» **Requirement**:
Copy every one of the following records word for word, leaving the pictures out of your answer.

## Start Material for this exercise

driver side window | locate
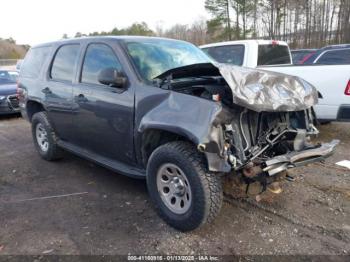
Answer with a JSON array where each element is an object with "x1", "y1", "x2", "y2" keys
[{"x1": 81, "y1": 44, "x2": 122, "y2": 85}]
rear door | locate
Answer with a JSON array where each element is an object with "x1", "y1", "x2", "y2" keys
[
  {"x1": 41, "y1": 44, "x2": 80, "y2": 141},
  {"x1": 73, "y1": 42, "x2": 134, "y2": 163}
]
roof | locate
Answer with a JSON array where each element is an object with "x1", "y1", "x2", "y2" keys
[
  {"x1": 32, "y1": 35, "x2": 185, "y2": 48},
  {"x1": 200, "y1": 39, "x2": 288, "y2": 48}
]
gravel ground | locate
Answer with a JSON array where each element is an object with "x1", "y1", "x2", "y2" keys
[{"x1": 0, "y1": 117, "x2": 350, "y2": 255}]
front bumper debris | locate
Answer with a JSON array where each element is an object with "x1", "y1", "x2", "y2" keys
[{"x1": 262, "y1": 140, "x2": 339, "y2": 176}]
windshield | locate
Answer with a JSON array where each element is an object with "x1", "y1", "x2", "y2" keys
[
  {"x1": 125, "y1": 39, "x2": 211, "y2": 81},
  {"x1": 258, "y1": 44, "x2": 291, "y2": 66},
  {"x1": 0, "y1": 70, "x2": 18, "y2": 84}
]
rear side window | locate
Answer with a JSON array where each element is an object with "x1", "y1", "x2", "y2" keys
[
  {"x1": 316, "y1": 49, "x2": 350, "y2": 65},
  {"x1": 258, "y1": 45, "x2": 291, "y2": 66},
  {"x1": 81, "y1": 44, "x2": 121, "y2": 85},
  {"x1": 203, "y1": 45, "x2": 244, "y2": 66},
  {"x1": 50, "y1": 44, "x2": 79, "y2": 82},
  {"x1": 21, "y1": 46, "x2": 51, "y2": 78}
]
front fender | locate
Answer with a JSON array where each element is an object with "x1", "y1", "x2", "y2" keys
[{"x1": 137, "y1": 91, "x2": 230, "y2": 172}]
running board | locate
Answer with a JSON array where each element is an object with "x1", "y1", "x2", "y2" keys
[{"x1": 57, "y1": 140, "x2": 146, "y2": 179}]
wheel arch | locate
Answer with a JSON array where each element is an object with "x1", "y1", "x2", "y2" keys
[
  {"x1": 140, "y1": 126, "x2": 198, "y2": 167},
  {"x1": 26, "y1": 100, "x2": 46, "y2": 122}
]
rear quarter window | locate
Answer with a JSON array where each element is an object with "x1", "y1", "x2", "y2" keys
[
  {"x1": 316, "y1": 48, "x2": 350, "y2": 65},
  {"x1": 258, "y1": 45, "x2": 291, "y2": 66},
  {"x1": 20, "y1": 46, "x2": 51, "y2": 78},
  {"x1": 50, "y1": 44, "x2": 80, "y2": 82},
  {"x1": 203, "y1": 45, "x2": 244, "y2": 66}
]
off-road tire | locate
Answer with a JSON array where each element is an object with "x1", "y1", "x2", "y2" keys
[
  {"x1": 147, "y1": 141, "x2": 223, "y2": 231},
  {"x1": 31, "y1": 112, "x2": 63, "y2": 161}
]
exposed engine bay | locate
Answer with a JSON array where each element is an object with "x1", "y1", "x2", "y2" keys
[{"x1": 154, "y1": 63, "x2": 339, "y2": 194}]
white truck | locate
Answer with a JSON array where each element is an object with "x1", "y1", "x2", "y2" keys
[{"x1": 200, "y1": 40, "x2": 350, "y2": 122}]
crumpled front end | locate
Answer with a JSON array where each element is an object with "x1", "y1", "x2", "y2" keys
[
  {"x1": 215, "y1": 64, "x2": 318, "y2": 112},
  {"x1": 152, "y1": 64, "x2": 339, "y2": 193}
]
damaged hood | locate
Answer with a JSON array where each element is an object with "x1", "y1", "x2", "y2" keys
[{"x1": 156, "y1": 63, "x2": 318, "y2": 112}]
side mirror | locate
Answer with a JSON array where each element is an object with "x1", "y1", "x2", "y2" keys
[{"x1": 97, "y1": 68, "x2": 127, "y2": 88}]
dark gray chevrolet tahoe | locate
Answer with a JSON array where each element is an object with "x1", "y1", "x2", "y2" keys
[{"x1": 18, "y1": 36, "x2": 338, "y2": 231}]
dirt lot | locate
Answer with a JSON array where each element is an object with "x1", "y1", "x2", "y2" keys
[{"x1": 0, "y1": 118, "x2": 350, "y2": 255}]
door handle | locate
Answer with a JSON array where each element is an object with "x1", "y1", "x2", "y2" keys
[
  {"x1": 41, "y1": 87, "x2": 52, "y2": 95},
  {"x1": 76, "y1": 94, "x2": 89, "y2": 103}
]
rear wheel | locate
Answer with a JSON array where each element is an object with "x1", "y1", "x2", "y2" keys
[
  {"x1": 147, "y1": 141, "x2": 223, "y2": 231},
  {"x1": 32, "y1": 112, "x2": 62, "y2": 161}
]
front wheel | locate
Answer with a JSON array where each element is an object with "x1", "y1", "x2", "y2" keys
[
  {"x1": 147, "y1": 141, "x2": 223, "y2": 231},
  {"x1": 32, "y1": 112, "x2": 62, "y2": 161}
]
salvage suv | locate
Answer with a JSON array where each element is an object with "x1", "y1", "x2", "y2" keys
[{"x1": 18, "y1": 36, "x2": 338, "y2": 231}]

## End Material for this exercise

» **Exercise result**:
driver side window | locate
Answer with a JSON array where each element is an object with "x1", "y1", "x2", "y2" keys
[{"x1": 81, "y1": 44, "x2": 122, "y2": 85}]
rear door | locate
Answer with a JSON array where each element is an object with "x1", "y1", "x2", "y2" keys
[
  {"x1": 41, "y1": 44, "x2": 80, "y2": 141},
  {"x1": 73, "y1": 42, "x2": 134, "y2": 163}
]
roof | locate
Answer with a JSON array where each element is an object with "x1", "y1", "x2", "y2" keys
[
  {"x1": 32, "y1": 35, "x2": 185, "y2": 48},
  {"x1": 200, "y1": 39, "x2": 288, "y2": 48}
]
gravel ground | locate
Answer with a JSON array where each element is an object with "x1", "y1", "x2", "y2" keys
[{"x1": 0, "y1": 117, "x2": 350, "y2": 255}]
front bumper debris | locate
Answer with a JSON array where each element is an object with "x1", "y1", "x2", "y2" keys
[{"x1": 262, "y1": 140, "x2": 339, "y2": 176}]
windshield | locate
Answer with a JSON array where each element is an object with "x1", "y1", "x2", "y2" keys
[
  {"x1": 125, "y1": 39, "x2": 211, "y2": 81},
  {"x1": 258, "y1": 44, "x2": 291, "y2": 66},
  {"x1": 0, "y1": 70, "x2": 18, "y2": 84}
]
rear side window | locate
Answer with a JSON array where each element is an object with "x1", "y1", "x2", "y2" keys
[
  {"x1": 316, "y1": 49, "x2": 350, "y2": 65},
  {"x1": 258, "y1": 45, "x2": 291, "y2": 66},
  {"x1": 81, "y1": 44, "x2": 121, "y2": 85},
  {"x1": 203, "y1": 45, "x2": 244, "y2": 66},
  {"x1": 50, "y1": 44, "x2": 79, "y2": 82},
  {"x1": 21, "y1": 46, "x2": 51, "y2": 78}
]
front fender | locate
Answer with a JSON array where each element is an object with "x1", "y1", "x2", "y2" keys
[{"x1": 137, "y1": 91, "x2": 230, "y2": 172}]
running board | locate
Answer with a JSON array where each element is an object with "x1", "y1", "x2", "y2" keys
[{"x1": 57, "y1": 140, "x2": 146, "y2": 179}]
wheel arch | locate
Answer with a JSON array where each element is an object with "x1", "y1", "x2", "y2" keys
[
  {"x1": 140, "y1": 126, "x2": 198, "y2": 167},
  {"x1": 26, "y1": 100, "x2": 46, "y2": 122}
]
rear quarter window | locate
Answer with a JSON array where each element is an object with "x1", "y1", "x2", "y2" keys
[
  {"x1": 316, "y1": 48, "x2": 350, "y2": 65},
  {"x1": 258, "y1": 45, "x2": 291, "y2": 66},
  {"x1": 20, "y1": 46, "x2": 51, "y2": 78},
  {"x1": 50, "y1": 44, "x2": 80, "y2": 82},
  {"x1": 203, "y1": 45, "x2": 244, "y2": 66}
]
off-road tire | locate
Answer with a JSON array where each element is an object with "x1", "y1", "x2", "y2" keys
[
  {"x1": 147, "y1": 141, "x2": 223, "y2": 231},
  {"x1": 31, "y1": 112, "x2": 63, "y2": 161}
]
exposed engine bay | locate
Answer with a JSON array where each element is an object with "x1", "y1", "x2", "y2" keys
[{"x1": 154, "y1": 63, "x2": 339, "y2": 194}]
white truck | locate
Answer with a JSON array where each element is an object with "x1", "y1", "x2", "y2" keys
[{"x1": 200, "y1": 40, "x2": 350, "y2": 122}]
crumpled front end | locate
Answer with a JSON array where each element is an object with "x1", "y1", "x2", "y2" keys
[
  {"x1": 215, "y1": 64, "x2": 318, "y2": 112},
  {"x1": 152, "y1": 64, "x2": 339, "y2": 193}
]
damaged hood | locate
Answer with a JSON array where each element is an object with "x1", "y1", "x2", "y2" keys
[{"x1": 156, "y1": 63, "x2": 318, "y2": 112}]
side mirror | locate
Answer with a JSON array where each element is an object with "x1", "y1", "x2", "y2" keys
[{"x1": 97, "y1": 68, "x2": 127, "y2": 88}]
dark gray chevrolet tahoe | locate
Answer with a JSON array where each element is an object with "x1", "y1", "x2", "y2" keys
[{"x1": 18, "y1": 36, "x2": 338, "y2": 231}]
dirt lot | locate
Answer with a JSON array where each element is an object with "x1", "y1", "x2", "y2" keys
[{"x1": 0, "y1": 118, "x2": 350, "y2": 255}]
door handle | locate
Answer with a JSON array where each element is an object with "x1", "y1", "x2", "y2" keys
[
  {"x1": 41, "y1": 87, "x2": 52, "y2": 95},
  {"x1": 76, "y1": 94, "x2": 89, "y2": 103}
]
rear wheel | locate
Answer with a JSON array where each element is an object with "x1", "y1", "x2", "y2" keys
[
  {"x1": 147, "y1": 141, "x2": 223, "y2": 231},
  {"x1": 32, "y1": 112, "x2": 62, "y2": 161}
]
front wheel | locate
Answer with a JSON array where each element is an object with "x1", "y1", "x2", "y2" keys
[
  {"x1": 147, "y1": 141, "x2": 223, "y2": 231},
  {"x1": 32, "y1": 112, "x2": 62, "y2": 161}
]
salvage suv | locate
Answer with a JSON array where each element is an object with "x1", "y1", "x2", "y2" keys
[{"x1": 18, "y1": 36, "x2": 338, "y2": 231}]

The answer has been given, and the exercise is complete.